*WHAT TO WORK ON:* In the entries below, every line that contains "positive" must be located and copied.

** Opening INPUT DATA block **

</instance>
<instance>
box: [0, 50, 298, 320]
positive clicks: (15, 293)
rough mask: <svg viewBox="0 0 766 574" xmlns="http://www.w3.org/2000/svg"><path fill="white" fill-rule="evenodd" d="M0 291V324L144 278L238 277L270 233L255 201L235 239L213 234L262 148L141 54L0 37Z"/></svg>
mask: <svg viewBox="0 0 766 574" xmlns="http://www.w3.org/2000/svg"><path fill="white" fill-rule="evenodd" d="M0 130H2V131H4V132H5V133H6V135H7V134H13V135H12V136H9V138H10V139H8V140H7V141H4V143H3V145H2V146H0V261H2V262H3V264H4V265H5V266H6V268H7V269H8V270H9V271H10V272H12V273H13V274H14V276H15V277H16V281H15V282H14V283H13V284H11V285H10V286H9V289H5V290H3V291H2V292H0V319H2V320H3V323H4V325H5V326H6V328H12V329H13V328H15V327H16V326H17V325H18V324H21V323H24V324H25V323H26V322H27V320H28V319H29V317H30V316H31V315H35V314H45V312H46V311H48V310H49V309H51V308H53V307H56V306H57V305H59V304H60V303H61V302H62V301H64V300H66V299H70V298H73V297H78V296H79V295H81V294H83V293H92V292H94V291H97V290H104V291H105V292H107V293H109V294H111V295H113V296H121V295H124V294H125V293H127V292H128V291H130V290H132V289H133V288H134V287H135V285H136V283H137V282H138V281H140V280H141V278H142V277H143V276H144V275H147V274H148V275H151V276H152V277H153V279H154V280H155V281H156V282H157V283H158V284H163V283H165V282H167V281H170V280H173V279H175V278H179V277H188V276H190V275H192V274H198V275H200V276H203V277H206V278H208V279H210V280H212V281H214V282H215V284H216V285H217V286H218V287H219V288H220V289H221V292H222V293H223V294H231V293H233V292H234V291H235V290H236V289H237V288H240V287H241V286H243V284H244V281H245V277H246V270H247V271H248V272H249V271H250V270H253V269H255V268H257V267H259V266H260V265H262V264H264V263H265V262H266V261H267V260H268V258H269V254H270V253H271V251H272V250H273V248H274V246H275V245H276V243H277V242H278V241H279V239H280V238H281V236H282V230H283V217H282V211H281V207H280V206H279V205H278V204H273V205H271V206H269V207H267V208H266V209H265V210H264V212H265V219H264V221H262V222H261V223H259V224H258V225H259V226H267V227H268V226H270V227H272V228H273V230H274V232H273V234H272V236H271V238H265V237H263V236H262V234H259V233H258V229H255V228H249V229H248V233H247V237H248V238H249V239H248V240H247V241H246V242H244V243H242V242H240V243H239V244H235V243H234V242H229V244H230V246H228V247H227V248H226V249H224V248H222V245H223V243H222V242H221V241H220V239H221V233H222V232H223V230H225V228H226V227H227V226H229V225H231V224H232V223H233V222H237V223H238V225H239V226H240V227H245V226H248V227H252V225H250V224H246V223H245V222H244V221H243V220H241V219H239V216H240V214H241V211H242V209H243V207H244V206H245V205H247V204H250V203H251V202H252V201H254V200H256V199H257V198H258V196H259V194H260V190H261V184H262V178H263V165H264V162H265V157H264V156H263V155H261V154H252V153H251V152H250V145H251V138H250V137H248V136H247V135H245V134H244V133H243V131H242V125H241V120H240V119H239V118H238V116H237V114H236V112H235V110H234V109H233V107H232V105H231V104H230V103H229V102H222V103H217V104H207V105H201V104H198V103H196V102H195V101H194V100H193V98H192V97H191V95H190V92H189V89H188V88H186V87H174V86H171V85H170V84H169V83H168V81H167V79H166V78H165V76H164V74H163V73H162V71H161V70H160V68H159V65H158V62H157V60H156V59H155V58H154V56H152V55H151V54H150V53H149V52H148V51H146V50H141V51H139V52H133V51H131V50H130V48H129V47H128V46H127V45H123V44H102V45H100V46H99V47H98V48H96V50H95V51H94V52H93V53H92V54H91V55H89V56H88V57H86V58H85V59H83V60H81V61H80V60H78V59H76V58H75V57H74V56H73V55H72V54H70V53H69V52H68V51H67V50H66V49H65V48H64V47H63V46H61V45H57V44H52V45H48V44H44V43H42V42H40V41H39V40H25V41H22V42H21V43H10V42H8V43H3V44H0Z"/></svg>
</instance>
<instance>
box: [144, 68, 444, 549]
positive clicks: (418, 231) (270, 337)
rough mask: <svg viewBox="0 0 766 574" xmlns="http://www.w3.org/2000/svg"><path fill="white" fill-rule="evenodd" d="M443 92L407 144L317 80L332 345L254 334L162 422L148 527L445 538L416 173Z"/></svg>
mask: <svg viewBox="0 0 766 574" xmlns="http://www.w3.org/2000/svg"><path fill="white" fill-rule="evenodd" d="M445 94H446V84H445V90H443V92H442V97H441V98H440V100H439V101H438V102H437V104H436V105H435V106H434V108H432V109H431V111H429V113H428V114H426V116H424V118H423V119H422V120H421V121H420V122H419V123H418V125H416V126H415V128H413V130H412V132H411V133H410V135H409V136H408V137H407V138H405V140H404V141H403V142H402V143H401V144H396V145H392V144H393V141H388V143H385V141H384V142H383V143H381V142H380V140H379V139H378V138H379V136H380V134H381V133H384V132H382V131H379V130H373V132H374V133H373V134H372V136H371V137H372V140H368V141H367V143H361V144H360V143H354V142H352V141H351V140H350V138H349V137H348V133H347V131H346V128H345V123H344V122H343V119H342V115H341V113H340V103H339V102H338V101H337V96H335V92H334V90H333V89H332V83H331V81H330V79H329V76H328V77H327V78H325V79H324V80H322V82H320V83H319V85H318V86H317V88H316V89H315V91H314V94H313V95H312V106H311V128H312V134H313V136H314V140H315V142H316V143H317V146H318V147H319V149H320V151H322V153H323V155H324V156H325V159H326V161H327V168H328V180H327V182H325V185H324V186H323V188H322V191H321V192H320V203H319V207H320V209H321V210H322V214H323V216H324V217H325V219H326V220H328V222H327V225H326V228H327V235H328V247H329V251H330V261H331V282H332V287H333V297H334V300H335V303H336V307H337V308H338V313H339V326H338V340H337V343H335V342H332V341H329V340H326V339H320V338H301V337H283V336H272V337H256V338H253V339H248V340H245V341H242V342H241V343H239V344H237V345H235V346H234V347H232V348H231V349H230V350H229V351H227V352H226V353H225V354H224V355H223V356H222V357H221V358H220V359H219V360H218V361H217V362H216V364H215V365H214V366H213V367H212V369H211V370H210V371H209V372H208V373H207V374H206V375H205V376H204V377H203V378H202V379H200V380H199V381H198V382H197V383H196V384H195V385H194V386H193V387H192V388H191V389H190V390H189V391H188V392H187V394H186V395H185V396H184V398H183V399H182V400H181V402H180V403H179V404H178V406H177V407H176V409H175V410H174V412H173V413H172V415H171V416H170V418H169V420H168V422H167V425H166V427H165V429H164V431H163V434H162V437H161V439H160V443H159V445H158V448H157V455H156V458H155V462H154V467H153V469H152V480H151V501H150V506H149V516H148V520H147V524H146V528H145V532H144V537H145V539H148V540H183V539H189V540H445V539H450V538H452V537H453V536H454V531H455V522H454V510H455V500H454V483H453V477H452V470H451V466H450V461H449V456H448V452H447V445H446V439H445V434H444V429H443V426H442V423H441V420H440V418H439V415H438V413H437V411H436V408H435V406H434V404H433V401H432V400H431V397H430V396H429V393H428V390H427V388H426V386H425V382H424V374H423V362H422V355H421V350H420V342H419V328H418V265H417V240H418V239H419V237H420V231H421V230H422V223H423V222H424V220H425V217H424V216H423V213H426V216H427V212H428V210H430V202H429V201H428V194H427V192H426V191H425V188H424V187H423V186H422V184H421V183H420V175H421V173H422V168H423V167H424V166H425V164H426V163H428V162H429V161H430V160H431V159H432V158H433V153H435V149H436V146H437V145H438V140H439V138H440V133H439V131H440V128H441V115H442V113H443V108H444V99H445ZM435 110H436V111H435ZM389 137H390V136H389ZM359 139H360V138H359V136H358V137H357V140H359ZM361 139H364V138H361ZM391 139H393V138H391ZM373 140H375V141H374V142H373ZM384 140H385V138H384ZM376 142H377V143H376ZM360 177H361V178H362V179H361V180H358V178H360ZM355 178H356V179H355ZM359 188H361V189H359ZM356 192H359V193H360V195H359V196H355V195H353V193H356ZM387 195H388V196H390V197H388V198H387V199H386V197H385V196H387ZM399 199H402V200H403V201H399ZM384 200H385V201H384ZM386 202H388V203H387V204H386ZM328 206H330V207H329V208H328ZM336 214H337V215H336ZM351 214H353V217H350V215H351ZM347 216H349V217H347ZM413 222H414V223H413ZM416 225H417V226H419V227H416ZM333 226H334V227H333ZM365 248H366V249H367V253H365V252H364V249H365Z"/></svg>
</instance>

** Closing INPUT DATA block **

*WRITTEN SOLUTION:*
positive clicks: (15, 293)
positive clicks: (418, 231) (270, 337)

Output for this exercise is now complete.